Written request – Retype exactly the stretch of lines that begins at the line containing "logo on pants" and ends at the last line of the data, with no other lines.

Object position labeling entries –
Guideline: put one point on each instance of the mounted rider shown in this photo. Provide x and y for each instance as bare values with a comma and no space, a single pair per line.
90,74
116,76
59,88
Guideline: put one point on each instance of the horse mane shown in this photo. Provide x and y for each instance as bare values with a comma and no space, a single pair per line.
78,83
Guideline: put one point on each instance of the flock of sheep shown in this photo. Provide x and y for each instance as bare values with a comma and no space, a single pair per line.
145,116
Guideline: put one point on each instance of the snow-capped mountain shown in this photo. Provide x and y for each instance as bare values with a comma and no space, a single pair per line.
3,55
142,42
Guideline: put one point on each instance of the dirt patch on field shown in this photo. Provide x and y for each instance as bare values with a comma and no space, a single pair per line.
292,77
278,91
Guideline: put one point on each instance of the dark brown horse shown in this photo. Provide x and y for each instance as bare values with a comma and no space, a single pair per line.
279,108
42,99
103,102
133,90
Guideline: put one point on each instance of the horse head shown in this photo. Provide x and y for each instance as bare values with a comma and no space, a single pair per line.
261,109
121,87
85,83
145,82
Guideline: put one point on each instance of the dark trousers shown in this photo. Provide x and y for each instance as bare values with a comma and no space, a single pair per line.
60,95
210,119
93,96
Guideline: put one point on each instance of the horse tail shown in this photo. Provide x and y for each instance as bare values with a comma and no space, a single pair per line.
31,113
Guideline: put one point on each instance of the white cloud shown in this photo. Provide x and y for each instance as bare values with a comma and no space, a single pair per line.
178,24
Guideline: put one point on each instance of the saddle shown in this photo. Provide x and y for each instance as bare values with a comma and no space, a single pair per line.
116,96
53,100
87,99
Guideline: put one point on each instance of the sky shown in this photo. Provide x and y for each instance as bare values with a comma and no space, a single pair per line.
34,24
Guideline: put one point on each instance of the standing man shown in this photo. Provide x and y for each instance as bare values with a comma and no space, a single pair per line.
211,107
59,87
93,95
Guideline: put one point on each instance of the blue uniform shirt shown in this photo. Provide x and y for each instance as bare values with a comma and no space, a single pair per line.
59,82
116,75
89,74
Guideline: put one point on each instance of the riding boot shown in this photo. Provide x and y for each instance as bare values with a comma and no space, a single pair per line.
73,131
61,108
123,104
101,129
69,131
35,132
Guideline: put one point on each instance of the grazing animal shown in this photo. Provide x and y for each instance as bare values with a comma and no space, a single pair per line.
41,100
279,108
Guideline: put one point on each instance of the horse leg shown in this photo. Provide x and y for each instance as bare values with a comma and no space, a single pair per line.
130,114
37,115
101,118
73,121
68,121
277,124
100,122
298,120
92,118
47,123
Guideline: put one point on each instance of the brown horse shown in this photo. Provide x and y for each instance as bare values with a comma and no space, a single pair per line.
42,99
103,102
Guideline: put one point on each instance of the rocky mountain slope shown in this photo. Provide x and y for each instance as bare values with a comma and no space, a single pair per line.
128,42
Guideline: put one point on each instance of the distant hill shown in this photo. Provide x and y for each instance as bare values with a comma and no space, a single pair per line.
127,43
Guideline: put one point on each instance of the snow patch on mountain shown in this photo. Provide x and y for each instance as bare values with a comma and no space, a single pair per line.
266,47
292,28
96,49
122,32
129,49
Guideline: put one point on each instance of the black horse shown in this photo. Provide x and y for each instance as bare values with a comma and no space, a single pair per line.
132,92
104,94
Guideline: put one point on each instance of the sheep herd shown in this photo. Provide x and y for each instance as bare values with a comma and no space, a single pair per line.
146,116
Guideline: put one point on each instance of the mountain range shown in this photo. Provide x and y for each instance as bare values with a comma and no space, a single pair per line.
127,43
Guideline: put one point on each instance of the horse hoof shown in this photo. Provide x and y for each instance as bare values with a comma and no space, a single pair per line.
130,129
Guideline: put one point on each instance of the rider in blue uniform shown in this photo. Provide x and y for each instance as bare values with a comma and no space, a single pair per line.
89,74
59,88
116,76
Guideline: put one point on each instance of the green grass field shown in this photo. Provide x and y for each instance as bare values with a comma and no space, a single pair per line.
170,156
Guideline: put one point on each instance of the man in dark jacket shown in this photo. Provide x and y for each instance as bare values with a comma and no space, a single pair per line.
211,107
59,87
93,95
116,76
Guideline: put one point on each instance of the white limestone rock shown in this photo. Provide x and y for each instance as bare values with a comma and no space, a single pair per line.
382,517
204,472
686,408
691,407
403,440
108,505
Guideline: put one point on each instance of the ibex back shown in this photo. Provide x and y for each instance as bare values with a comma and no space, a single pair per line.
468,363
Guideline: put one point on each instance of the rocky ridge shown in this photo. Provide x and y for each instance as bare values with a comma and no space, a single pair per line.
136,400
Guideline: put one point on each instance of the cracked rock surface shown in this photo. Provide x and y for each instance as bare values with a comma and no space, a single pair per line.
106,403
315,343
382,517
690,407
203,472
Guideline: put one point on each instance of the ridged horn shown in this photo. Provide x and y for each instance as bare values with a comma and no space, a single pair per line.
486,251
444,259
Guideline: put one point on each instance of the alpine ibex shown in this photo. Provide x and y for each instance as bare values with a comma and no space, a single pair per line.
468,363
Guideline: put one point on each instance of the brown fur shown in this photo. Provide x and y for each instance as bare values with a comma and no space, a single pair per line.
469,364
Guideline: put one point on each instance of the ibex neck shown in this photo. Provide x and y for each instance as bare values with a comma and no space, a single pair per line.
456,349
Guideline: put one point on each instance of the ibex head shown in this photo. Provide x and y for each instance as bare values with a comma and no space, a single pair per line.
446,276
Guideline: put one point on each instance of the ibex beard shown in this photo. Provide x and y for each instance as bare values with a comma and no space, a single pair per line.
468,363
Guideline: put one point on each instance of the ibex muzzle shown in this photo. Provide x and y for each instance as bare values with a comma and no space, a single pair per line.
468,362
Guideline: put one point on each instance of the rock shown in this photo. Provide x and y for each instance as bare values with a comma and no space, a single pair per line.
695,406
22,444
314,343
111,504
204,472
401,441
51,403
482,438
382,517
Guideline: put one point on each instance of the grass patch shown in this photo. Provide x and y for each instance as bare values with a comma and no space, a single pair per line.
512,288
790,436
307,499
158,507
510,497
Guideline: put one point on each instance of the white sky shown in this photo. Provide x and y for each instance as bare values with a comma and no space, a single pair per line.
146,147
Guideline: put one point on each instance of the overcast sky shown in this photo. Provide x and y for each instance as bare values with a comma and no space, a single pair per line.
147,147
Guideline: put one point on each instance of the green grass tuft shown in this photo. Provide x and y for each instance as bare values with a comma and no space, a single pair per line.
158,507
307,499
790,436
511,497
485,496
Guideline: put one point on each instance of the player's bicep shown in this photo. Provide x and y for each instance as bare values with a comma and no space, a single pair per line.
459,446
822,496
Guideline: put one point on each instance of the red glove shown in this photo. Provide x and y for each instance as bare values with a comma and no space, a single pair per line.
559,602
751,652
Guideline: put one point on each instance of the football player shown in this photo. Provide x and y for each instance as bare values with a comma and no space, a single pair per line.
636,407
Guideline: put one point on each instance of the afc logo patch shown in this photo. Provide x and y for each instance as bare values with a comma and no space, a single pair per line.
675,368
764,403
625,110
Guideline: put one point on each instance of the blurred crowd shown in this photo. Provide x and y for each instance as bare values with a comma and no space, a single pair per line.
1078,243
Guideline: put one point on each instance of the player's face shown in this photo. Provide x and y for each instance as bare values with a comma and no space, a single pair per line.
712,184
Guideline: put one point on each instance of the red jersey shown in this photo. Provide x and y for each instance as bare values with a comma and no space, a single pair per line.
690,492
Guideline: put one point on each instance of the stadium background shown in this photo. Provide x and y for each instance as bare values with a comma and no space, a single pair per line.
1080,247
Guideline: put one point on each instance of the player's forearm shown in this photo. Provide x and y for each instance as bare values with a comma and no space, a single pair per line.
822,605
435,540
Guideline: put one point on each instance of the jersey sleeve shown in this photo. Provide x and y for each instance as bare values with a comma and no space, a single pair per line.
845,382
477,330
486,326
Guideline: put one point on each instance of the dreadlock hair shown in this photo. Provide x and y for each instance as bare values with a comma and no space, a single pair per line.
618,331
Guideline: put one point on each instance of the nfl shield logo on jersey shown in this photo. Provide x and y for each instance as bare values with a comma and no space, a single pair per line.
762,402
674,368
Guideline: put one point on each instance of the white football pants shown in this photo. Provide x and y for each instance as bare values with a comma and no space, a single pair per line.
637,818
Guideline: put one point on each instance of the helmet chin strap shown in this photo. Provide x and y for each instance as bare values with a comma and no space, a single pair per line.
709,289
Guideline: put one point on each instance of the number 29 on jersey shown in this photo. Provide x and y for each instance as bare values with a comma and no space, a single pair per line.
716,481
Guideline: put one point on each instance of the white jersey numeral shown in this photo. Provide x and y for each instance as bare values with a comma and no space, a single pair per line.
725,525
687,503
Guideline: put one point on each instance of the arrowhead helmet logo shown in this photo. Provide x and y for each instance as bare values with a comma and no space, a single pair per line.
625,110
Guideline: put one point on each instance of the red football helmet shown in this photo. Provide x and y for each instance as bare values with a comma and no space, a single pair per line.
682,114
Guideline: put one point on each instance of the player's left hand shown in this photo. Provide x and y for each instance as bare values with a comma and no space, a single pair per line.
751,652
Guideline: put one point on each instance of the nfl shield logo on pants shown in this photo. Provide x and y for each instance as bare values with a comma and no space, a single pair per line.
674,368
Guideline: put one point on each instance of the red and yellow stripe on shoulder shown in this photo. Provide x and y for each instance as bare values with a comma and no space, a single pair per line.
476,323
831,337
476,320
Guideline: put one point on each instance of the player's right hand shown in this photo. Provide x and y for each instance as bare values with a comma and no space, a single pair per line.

Solution for this task –
Guideline: put one point on each instance of the nfl shield logo on pants shown in this photo. Provide x and y for each instance as bare values with a comma and no space, a single pair per line.
674,368
Guideline: put one point on each instance of the red and yellow stripe on shoulder shown in this photo. Provide x and y for each instance as bare values with a comma and no space, a single pair per line.
476,323
831,337
476,320
Guideline: put one point on each instance of the player's right hand shown in this photo. Provide x and y for each instance as bare values with a comma and no space, a single pair per line.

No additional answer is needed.